Tasks to perform.
1. Count the lines in the rows below that contain the string "dock", with uppercase and lowercase treated as different, and reply with that number alone.
2. Extend the piece below about a day spent chasing pleasure, picking up right after its final line.

Excerpt to read.
>>>

What an interesting thought.

Well, if that was my mindset, it was definitely going to be one long day. One painfully long day.

What if I changed my thinking, and instead thought about what an amazing day I was about to have? And what if I looked for the good, the beautiful, the exciting, the best of the day? What if I practiced mindfulness, and focused on breathing, being present and savouring every moment?

What if I chased the pleasure?

So here’s what happened today:

  • Our house was filled with vibrant beautiful young women who are all supercharged about the culture they are a part of, and I got to share that passion too.
  • Coloured wigs, doll like make up, laughter, giggles.
  • The washing got done to blaring music and KPop!
  • I had a moment where I thought, “Wow, I am surrounded by this quirky sense of beauty and it’s so gorgeous!”
  • We ate lots of chocolate. It was fantastic.
  • I filmed some really cool interviews and I learnt so much about Japanese fashion and anime!
  • I got to be creative and craft the stories we tell. Super awesome.
  • I cuddled my husband. I breathed him in and looked into his chocolate brown eyes and felt deliriously happy and content. I am so in love with this man.
  • We planned a trip to Japan around our massive wooden kitchen table. We told lots of crazy stories of our previous travels and now we are going with a huge group! Super excited!
  • I drank copious cups of hot sweet tea. I remembered to breath and smell the tea and be in the moment. It helped me to focus my mind and calm myself.
  • We played Japanese card games late into the night and I won my first ever game! Elated! I felt invincible!

<<<

Rows.
>>>

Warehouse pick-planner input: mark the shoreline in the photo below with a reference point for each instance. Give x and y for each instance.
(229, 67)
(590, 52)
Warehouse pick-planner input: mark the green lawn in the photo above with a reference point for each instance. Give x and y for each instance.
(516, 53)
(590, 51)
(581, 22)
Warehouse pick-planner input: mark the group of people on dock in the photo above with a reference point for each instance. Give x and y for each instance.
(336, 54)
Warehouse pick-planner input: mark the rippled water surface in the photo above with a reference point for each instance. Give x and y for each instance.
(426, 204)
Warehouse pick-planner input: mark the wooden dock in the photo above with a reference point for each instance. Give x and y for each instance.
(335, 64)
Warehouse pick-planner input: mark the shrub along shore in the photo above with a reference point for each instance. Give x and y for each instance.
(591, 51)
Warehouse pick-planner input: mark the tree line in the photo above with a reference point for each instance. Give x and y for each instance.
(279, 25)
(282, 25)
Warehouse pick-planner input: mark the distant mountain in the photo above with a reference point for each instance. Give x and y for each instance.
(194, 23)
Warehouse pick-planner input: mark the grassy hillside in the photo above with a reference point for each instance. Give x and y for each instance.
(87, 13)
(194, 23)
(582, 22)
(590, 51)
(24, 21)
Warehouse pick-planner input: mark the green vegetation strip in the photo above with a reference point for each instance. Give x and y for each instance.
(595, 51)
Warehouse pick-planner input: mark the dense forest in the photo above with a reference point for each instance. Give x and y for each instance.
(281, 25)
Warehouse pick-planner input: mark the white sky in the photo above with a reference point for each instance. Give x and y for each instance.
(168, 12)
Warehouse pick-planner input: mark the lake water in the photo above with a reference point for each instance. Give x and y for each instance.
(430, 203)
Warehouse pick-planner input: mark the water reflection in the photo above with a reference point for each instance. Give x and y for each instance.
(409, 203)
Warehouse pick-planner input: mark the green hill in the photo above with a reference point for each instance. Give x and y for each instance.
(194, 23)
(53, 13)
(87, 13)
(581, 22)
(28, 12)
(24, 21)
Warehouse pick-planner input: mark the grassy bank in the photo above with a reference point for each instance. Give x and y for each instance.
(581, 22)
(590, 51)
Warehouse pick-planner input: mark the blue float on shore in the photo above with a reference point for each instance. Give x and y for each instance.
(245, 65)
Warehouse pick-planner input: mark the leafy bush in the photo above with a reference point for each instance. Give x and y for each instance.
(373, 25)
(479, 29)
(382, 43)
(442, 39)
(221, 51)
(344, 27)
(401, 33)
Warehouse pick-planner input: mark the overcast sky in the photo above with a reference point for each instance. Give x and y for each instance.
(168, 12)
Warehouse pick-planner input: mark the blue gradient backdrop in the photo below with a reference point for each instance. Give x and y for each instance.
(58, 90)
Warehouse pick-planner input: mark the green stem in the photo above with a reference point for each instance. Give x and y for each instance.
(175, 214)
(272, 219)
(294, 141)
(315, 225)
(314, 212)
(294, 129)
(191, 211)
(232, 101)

<<<
>>>

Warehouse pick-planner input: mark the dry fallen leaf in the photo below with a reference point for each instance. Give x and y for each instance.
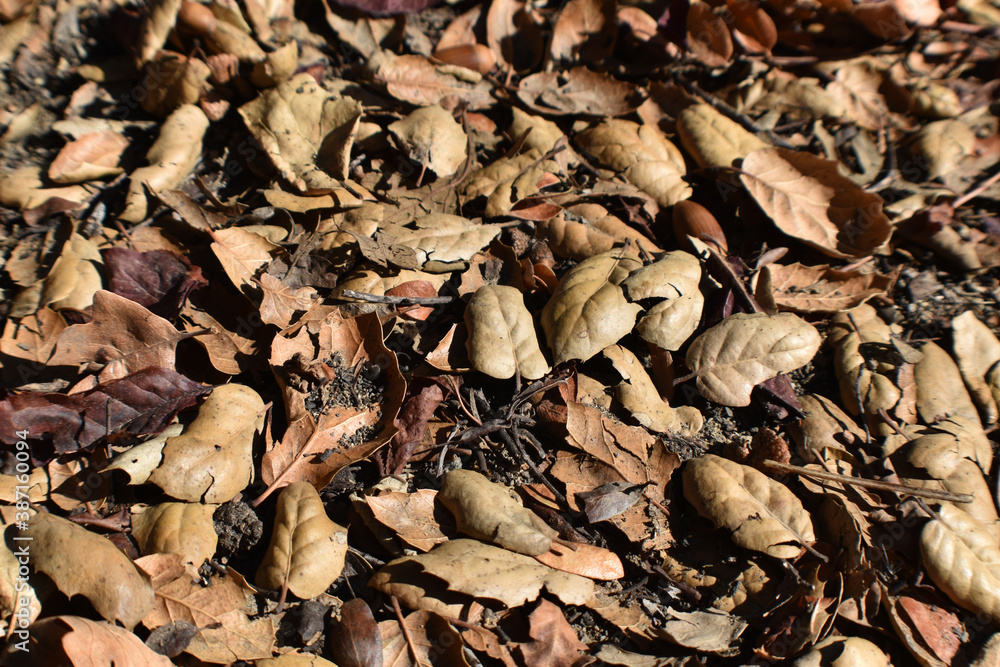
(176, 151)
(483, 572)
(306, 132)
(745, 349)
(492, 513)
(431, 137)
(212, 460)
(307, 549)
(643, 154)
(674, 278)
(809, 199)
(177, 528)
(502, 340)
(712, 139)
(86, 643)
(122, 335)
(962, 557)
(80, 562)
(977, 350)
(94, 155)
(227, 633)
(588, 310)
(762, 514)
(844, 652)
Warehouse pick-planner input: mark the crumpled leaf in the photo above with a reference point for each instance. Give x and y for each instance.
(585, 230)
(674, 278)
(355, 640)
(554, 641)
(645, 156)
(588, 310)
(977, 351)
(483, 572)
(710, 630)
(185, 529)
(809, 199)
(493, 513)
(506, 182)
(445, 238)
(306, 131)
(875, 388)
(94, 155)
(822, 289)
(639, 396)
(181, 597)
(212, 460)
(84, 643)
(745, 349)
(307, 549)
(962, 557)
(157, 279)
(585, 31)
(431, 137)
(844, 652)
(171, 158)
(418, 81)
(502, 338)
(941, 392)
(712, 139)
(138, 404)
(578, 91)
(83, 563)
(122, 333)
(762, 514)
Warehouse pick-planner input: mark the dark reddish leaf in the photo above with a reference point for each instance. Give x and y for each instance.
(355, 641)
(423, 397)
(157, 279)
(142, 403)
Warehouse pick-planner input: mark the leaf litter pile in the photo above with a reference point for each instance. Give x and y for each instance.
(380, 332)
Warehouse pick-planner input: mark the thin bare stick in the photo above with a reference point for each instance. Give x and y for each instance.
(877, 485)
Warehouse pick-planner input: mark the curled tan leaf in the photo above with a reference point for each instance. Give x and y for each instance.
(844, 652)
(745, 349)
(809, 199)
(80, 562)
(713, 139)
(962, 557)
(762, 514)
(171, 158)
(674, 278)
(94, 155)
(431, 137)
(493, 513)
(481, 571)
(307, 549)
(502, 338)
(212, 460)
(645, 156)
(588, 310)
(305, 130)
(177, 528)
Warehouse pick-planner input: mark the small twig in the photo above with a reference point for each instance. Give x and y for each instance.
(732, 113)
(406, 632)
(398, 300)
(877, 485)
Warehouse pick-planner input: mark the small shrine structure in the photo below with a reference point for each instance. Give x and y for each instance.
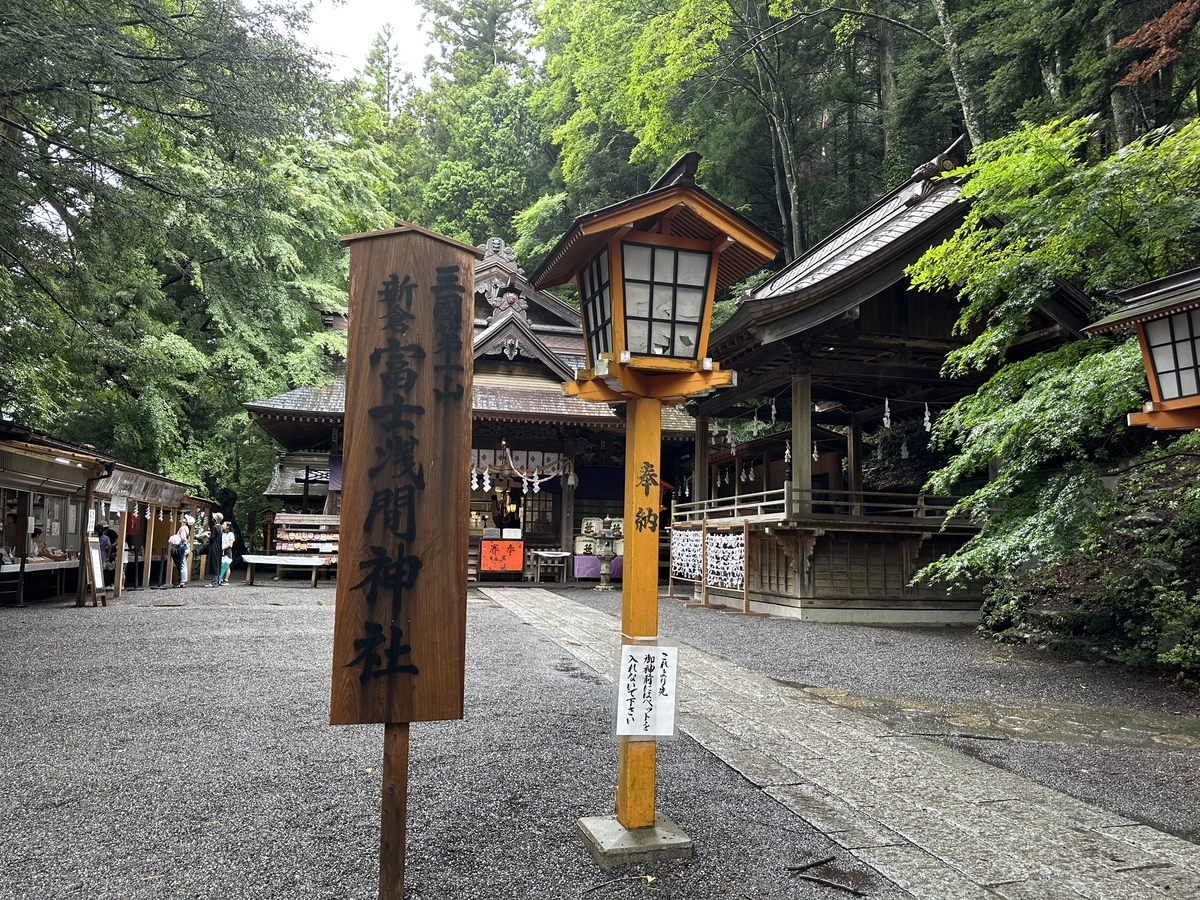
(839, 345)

<<<

Expected results.
1. 2

2.
When everyone got up to leave, I was stunned that it was nearly 9.00pm! Wow! Where had the day gone? At some point, my head had completely cleared and although I was tired I felt really happy. I had spent the day doing what I loved. With people I really loved being with. I felt awesome. Empowered. Happy. Changing my mindset and focusing on being mindfulI in the morning, meant that I was now feeling lusciously connected to every moment throughout the day.

It’s true that it wasn’t straight forward. Apparently, my mind is a wild little beast that keeps running away with the wolves, so it takes some effort to pull her back to the moment I am in. To stop and breathe. To feel the pleasure of being me in this life.

But I figure that this is like any other new thing I want to learn. It’s like any other new behaviour or skill. So I am committing to practicing mindfulness for the next 30 days.

That’s it. Just 30 days. Every day.

Of being aware of my mindset.

Of being mindful.

Of creating a pleasure state.

Of taking the time to be me.

“The most wasted of all days is one without laughter.”